- [Exercise 1] Print the part of the Rome, Day Four post from "Rome, Day Four" up to and including "down from there.".
- [Exercise 2] Carry on the Rome, Day Four post from the point where it stops.

- [Provided passage]

Rome, Day Four

I’m conflicted when it comes to the Colosseum. It’s among the most stunning sights in the world, but it’s flanked by so many tourists that at the end of the day, you’re too distracted to pay any attention to the towering columns in front of you because you’re busy getting getting shoved into line after line after line.

That’s essentially how our fourth morning in Rome began. After standing in a tangled, irate crowd for over an hour, we grabbed our Colosseum tickets and things calmed down from there.

Colosseum

There’s not a whole lot to say about the Colosseum that hasn’t already been said. It’s really, really old (built in 72 AD to be exact), and really, really big (it could seat over 50,000 people).

We circled the perimeter and made our way across the street to Palatine Hill, which was once ancient Rome’s equivalent of Beverly Hills. Dotted with ruined villas, Palatine is an archaeologist’s dream and the oldest site in Rome that has been continuously inhabited. It was also the birthplace of Augustus, Rome’s first emperor.

Palantine

Palantine

Palatine leads right into the Roman Forum, which was my favorite of the three sights. The ruins of the ancient government of Rome, the royal residence, Senate house, tribunals, and government buildings are all housed here. Not everything has survived the centuries, but it’s easy to imagine the hustle and flow of daily life in ancient Rome at the Forum.

- [Study material]
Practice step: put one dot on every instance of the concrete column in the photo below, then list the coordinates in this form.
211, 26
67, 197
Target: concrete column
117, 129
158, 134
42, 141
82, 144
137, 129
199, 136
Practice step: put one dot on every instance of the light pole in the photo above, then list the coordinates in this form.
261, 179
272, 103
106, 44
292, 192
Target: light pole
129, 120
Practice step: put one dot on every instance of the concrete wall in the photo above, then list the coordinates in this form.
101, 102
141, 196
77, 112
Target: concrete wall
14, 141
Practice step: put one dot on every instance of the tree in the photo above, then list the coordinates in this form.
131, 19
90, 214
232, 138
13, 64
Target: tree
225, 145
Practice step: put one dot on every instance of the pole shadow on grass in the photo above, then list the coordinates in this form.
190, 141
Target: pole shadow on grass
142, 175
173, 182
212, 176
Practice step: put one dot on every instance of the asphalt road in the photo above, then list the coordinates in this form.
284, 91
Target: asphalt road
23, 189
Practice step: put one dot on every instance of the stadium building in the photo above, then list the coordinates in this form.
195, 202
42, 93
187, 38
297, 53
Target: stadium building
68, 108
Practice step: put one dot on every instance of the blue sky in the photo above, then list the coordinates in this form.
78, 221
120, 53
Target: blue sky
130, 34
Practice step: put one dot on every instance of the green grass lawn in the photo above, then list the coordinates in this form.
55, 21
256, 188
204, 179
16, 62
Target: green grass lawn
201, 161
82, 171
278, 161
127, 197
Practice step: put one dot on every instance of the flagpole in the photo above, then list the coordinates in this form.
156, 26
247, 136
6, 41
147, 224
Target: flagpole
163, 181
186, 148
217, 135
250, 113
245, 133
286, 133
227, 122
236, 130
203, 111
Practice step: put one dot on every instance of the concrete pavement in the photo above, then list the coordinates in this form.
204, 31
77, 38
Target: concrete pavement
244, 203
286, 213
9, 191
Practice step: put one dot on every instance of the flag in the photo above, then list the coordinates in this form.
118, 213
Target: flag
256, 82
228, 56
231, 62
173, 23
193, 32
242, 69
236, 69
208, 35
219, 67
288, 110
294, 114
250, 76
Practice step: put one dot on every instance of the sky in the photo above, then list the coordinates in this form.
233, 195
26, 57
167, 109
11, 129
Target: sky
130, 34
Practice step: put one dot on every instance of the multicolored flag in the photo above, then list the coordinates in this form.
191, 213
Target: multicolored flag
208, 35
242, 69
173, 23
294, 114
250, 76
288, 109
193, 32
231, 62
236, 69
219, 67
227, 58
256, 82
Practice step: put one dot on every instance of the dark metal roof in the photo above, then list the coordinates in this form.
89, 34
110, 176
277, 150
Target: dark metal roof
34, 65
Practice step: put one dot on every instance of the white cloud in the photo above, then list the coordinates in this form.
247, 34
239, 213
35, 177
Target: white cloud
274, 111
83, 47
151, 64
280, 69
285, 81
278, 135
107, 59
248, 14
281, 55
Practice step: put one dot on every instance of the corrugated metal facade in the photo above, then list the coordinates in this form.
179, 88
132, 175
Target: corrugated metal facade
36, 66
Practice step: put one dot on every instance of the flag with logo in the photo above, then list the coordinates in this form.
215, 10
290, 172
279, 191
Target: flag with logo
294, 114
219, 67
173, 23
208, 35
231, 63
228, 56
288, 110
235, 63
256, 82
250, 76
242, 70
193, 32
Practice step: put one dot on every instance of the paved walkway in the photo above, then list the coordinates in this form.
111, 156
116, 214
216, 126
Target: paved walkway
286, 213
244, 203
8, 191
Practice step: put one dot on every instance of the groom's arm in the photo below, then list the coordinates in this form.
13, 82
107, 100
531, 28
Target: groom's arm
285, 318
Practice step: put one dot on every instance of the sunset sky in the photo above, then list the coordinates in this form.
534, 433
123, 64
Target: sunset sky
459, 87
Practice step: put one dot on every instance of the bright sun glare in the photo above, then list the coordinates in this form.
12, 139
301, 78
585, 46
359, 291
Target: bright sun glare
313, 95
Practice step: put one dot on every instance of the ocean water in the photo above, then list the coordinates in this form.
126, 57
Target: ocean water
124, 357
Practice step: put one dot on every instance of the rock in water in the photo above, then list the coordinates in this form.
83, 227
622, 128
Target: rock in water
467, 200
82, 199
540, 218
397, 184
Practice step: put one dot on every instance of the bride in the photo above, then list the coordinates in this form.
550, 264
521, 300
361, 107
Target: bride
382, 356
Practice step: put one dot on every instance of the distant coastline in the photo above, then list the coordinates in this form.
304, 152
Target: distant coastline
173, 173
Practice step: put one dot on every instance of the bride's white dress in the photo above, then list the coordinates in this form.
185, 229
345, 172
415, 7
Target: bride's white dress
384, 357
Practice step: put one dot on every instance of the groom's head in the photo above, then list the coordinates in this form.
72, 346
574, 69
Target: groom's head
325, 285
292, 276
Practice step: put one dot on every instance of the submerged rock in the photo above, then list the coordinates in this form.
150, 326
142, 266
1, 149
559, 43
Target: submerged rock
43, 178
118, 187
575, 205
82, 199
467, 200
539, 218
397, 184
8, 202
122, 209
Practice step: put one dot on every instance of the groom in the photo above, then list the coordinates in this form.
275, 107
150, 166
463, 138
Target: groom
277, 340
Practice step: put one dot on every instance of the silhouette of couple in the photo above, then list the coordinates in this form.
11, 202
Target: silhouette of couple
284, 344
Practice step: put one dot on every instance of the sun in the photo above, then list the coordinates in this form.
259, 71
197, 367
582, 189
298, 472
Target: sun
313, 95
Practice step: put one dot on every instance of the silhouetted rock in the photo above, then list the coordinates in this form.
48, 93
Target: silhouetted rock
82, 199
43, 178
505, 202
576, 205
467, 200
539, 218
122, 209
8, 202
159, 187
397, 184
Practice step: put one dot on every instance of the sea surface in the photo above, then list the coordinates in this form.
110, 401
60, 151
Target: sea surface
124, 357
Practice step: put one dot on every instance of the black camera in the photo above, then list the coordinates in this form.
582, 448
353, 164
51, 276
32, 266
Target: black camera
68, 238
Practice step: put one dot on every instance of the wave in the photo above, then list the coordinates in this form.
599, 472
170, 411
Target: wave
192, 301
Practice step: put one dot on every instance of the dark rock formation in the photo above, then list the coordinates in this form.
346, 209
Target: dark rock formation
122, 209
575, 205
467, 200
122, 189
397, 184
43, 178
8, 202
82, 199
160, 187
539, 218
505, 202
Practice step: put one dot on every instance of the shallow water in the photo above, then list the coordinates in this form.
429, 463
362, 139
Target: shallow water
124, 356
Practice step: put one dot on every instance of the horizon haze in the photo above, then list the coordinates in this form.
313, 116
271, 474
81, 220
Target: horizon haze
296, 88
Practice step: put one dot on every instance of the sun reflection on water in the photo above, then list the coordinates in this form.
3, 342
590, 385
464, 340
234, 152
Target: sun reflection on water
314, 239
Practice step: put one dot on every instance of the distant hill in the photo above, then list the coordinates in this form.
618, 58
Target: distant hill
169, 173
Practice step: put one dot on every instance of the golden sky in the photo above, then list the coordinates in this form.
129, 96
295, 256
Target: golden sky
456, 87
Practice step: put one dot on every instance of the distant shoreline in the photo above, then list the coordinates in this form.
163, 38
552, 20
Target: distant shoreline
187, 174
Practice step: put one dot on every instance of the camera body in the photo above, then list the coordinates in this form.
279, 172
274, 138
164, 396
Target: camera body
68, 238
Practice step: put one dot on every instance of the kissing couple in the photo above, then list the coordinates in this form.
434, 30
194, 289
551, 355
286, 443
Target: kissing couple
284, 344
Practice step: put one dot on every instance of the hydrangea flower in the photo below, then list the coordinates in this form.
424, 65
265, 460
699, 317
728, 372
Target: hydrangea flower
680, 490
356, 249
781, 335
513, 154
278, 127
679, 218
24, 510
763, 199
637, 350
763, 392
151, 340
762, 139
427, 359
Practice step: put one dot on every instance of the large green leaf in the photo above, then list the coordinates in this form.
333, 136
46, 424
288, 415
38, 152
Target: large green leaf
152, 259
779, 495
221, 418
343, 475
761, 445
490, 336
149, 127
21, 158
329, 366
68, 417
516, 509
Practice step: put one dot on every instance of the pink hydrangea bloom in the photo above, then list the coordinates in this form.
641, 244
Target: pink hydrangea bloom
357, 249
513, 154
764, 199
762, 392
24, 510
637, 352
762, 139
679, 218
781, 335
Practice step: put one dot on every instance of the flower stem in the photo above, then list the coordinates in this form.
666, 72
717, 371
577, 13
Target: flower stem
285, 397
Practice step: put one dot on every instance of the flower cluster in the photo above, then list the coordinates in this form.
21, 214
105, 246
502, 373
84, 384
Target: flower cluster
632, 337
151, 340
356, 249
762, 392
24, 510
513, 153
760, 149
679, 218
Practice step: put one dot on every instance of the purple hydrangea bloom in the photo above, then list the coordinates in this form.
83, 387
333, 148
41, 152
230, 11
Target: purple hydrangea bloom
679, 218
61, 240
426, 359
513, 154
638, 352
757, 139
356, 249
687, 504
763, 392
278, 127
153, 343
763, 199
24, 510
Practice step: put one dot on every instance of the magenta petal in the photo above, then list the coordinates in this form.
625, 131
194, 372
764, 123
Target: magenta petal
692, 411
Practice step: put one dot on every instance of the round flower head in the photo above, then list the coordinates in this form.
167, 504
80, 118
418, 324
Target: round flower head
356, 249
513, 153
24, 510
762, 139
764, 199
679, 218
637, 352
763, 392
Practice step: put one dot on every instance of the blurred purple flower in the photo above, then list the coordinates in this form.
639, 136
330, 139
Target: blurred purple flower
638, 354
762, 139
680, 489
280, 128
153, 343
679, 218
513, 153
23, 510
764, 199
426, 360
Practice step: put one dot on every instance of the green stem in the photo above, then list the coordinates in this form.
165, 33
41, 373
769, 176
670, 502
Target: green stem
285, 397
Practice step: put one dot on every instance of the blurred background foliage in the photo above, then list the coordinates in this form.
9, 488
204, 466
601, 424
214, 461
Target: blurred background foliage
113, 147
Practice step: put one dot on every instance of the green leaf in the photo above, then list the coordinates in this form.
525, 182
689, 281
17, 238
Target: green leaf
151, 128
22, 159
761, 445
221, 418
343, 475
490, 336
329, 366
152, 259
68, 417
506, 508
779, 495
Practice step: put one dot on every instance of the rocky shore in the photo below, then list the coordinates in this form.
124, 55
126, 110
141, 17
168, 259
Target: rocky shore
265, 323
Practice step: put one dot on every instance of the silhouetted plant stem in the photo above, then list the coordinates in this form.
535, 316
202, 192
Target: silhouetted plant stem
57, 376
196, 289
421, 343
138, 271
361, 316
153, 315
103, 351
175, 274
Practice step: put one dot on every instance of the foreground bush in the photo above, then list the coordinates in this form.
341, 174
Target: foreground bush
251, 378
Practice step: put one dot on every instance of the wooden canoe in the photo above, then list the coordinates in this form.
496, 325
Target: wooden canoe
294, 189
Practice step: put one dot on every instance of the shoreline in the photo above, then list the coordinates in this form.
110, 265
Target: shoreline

- [Response box 1]
Rome, Day Four

I’m conflicted when it comes to the Colosseum. It’s among the most stunning sights in the world, but it’s flanked by so many tourists that at the end of the day, you’re too distracted to pay any attention to the towering columns in front of you because you’re busy getting getting shoved into line after line after line.

That’s essentially how our fourth morning in Rome began. After standing in a tangled, irate crowd for over an hour, we grabbed our Colosseum tickets and things calmed down from there.

- [Response box 2]
Roman Forum

Roman Forum

By the time we finished walking through the Roman Forum, we were starving, and the local neighborhood didn’t have many restaurants nearby. Trastevere was next up on our list, so we hopped on a bus in search of what’s touted as Rome’s most picturesque neighborhood. Unfortunately, we got off at the wrong stop, and we were so famished that in our hunt for Trastevere, we gave up and popped into the first restaurant that we could find.

I don’t remember the name of this restaurant, but Melody and I referred to it as “Italian Olive Garden” for the rest of our trip, let’s just put it that way.

Sauteed Mussels

We were craving seafood, so we had the sauteed mussels to start. These were simple and satisfying, though a bit on the salty side.

Seafood Ravioli

I was really craving seafood, so I ordered the seafood ravioli as my entree. I take back what I said about the mussels being salty. No no, this was salty. The sauce was essentially the same as the mussels, but with an extra few spoons or so of salt thrown in for good measure. The seafood itself was fresh, but the ravioli left something to be desired.

Once we finished eating, we resumed our hunt for Trastevere and as luck would have it, it had been less than a block away all along. Melody and I wistfully walked past postcard-perfect trattorias and restaurants advertising stewed oxtail, truffled pasta, and fresh sugo, wishing we’d been a little more patient. We still wanted to soak up a little of Trastevere, so we stopped at Babylon Cafe for a drink.

Hazelnut affogato

I had the hazelnut affogato, a delicious blend of creamy gelato and warm, energizing espresso. A word of caution: Babylon Cafe has all kinds of NSFW artwork adorning the walls as we discovered halfway through our drinks, so be forewarned if you’re traveling with the kiddies.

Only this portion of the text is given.